### EXERCISE AIM
Please summarize the waste prediction text in two sentences.

### PAGE TEXT
────

Prediction of construction and demolition waste production based on material flow analysis

1.
Faculty of Geosciences and Environmental Engineering, Southwest Jiaotong University
2.
State Key Laboratory of Environmental Protection and Ecological Industry, Centre of Cleaner Production and Circular Economy Research, Chinese Research Academy of Environmental Sciences
3.

────

### SUPPLIED MATERIAL
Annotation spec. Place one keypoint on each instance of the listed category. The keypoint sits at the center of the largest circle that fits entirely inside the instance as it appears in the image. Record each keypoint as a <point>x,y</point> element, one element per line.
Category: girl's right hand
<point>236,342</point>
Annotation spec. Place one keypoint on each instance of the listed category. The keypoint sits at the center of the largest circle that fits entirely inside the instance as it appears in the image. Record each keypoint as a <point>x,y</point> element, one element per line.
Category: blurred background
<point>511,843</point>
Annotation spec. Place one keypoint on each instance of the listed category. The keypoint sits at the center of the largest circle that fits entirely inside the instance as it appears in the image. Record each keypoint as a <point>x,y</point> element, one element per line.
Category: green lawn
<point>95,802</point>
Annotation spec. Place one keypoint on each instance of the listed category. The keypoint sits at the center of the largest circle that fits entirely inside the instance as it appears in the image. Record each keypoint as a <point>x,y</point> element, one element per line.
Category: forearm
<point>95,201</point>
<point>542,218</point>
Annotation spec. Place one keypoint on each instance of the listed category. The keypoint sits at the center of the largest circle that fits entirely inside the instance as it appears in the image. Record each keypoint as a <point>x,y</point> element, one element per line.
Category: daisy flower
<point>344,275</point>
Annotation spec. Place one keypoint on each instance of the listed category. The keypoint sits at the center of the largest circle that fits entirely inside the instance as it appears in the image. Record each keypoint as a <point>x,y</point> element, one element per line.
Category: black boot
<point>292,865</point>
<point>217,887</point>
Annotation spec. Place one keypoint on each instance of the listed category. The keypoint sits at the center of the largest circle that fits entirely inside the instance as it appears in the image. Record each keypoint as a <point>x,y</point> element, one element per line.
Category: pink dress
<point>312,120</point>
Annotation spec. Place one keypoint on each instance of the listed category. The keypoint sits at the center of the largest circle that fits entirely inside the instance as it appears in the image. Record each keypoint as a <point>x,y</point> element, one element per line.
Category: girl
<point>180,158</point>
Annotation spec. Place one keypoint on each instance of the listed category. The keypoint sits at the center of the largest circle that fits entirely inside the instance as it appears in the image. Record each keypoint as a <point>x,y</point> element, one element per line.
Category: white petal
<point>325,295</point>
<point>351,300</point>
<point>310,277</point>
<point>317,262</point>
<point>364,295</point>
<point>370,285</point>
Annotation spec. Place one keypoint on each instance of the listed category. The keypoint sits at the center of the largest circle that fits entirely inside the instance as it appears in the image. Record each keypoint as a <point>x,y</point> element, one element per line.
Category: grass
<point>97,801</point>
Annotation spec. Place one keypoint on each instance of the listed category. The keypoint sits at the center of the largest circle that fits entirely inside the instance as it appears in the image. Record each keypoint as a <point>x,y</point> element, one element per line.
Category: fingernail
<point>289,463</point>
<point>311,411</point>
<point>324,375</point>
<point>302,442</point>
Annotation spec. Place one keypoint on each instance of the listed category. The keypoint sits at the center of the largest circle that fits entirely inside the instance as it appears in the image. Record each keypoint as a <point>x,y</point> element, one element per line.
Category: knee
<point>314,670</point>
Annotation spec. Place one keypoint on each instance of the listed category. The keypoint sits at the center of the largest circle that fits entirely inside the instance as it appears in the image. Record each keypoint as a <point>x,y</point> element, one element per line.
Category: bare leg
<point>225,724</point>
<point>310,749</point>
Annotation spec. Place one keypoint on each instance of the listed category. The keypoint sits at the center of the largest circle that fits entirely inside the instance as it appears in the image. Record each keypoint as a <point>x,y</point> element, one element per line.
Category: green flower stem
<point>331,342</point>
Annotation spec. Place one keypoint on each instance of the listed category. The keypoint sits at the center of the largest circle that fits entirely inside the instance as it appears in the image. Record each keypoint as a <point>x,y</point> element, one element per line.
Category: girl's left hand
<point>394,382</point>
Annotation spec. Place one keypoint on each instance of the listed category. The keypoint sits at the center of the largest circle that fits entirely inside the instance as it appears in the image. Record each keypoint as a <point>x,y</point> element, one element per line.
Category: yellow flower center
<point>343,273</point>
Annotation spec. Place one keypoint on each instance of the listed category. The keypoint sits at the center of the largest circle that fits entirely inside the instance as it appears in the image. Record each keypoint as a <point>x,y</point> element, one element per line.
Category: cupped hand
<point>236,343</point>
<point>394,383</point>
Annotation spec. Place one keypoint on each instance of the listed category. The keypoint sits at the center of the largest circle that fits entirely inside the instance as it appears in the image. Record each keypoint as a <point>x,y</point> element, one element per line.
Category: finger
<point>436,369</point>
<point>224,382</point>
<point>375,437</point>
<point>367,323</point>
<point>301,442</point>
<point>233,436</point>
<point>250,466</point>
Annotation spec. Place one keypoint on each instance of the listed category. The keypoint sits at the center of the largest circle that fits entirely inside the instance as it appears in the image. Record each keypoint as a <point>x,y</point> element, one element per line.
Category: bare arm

────

### WORKED ANSWER
The text is titled "Prediction of construction and demolition waste production based on material flow analysis." It lists the Faculty of Geosciences and Environmental Engineering at Southwest Jiaotong University and the State Key Laboratory of Environmental Protection and Ecological Industry, Centre of Cleaner Production and Circular Economy Research, Chinese Research Academy of Environmental Sciences.